In an attempt to answer these questions I have had a look at the ball by ball data for all of the ODI centuries scored between the beginning of 2016 and the England v Bangladesh match the other day (so the data doesn't include Kane Williamson and Hashim Amla's centuries in the last two days).

This adds up to 108 centuries. I divided them each up into windows of 10 runs (0-9; 10-19 etc) and asked how many balls each batsman spent with their score in each window. If batsmen are tending to slow down as they approach 100, we should see that they spend more balls in the nineties than in the 70s or 80s.

The graph below show the average result for each run window, averaged over the 108 centuries in the sample. The red line is the mean, the blue line is the median.

One feature of the graph which I like- which is basically irrelevant to today's question but I'll mention it all the same- is that does give a nice visualisation of the batsmen playing themselves in. The first 10 runs really are noticeably slow compared to the rest of the innings, taking an average of around 14 balls. Thereafter, the average ODI centurion stays close to the run a ball mark, with gentle acceleration over the course of the innings. The average number of balls taken to get through a 10 run window goes from 10.09 in the twenties down to 8.27 in the 80s.

The brakes do seem to go on just a little bit in the 90s however, with the average balls taken for those 10 runs ticking back up to 9.23. (The median goes up to 9 from 8).

So, the data is a consistent with a weak slowing down as batsmen get near the milestone. But its a very tiny effect. Indeed the size of the effect is comparable to the degree of statistical noise in the data, so I'm not even 100% sure its real. But, if we take it at face value, batsmen are on average spending about 1 ball longer in the 90s than they are in the 80s, possibly influenced by the impending glory of an ODI hundred.

To look at the data a different way: 56% of the centurions were slower through 90s than they were through the 80s. By way of comparison only 38% were slower through the 80s than the 70s. Again this is consistent with the expected steady acceleration through the innings, which is very slightly waylaid by a nervous nineties slowdown. The distributions for the number of balls taken to get through the 80s and the 90s are plotted below as histograms. Comparing them you can see a slight rightward shift of the distribution as you go from 80s to 90s.

An extra one ball to score 10 runs is very small potatoes, so you probably don't need to be too worried that this is going to cost your team a match. Of course, for some individuals the effect may be stronger. And still, its interesting to reflect that even the top pros may be affected by the arbitrary milestones made for them, even if just by a tiny bit.

--- Extracted entries ---
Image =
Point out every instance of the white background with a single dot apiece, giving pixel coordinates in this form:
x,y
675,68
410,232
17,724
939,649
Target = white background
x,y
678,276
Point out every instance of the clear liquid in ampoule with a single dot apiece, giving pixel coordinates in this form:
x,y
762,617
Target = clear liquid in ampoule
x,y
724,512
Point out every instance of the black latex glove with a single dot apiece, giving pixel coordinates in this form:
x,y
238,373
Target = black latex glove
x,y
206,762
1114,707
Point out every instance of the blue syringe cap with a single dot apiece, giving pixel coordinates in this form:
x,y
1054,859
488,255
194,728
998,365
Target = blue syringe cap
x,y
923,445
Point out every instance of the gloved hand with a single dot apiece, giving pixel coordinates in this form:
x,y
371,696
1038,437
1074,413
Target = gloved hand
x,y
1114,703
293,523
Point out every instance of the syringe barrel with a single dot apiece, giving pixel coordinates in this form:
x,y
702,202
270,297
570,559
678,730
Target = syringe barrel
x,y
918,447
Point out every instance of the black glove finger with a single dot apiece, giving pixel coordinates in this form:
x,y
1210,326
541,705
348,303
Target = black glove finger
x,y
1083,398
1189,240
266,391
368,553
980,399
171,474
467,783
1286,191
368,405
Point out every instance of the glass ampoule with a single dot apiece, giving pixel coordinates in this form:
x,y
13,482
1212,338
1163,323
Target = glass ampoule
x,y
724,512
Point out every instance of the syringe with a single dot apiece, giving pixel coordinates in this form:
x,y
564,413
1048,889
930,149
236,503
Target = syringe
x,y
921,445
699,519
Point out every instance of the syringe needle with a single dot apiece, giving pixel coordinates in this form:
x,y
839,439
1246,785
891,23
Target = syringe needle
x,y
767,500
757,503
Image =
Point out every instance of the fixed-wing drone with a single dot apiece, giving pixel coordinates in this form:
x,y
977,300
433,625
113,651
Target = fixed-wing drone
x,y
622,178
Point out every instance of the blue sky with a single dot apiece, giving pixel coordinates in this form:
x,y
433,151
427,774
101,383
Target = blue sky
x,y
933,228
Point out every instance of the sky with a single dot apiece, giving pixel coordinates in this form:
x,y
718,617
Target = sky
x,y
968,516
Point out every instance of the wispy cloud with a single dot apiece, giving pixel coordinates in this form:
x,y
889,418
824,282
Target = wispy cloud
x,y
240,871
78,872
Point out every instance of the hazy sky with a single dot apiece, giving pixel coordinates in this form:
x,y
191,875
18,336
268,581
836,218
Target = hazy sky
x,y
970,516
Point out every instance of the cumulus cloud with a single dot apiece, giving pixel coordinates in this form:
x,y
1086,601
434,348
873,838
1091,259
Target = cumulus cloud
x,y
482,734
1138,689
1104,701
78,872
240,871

--- Set exercise 1 ---
List every figure in the excerpt that is written with a decimal point.
--- Set exercise 2 ---
In the records, change "hazy sky" to "overcast sky" and reproduce the lines from the one containing "Point out every instance of the hazy" through the end of the records, leaving all else unchanged.
The excerpt and the records are unrelated to each other.

--- Complete answer 1 ---
10.09, 8.27, 9.23

--- Complete answer 2 ---
Point out every instance of the overcast sky with a single dot apiece, giving pixel coordinates in this form:
x,y
191,875
18,336
268,581
836,218
Target = overcast sky
x,y
970,516
Point out every instance of the cumulus cloud with a single dot apiece, giving pixel coordinates in this form:
x,y
1086,601
434,348
873,838
1091,259
Target = cumulus cloud
x,y
482,734
1138,689
1104,701
78,872
240,871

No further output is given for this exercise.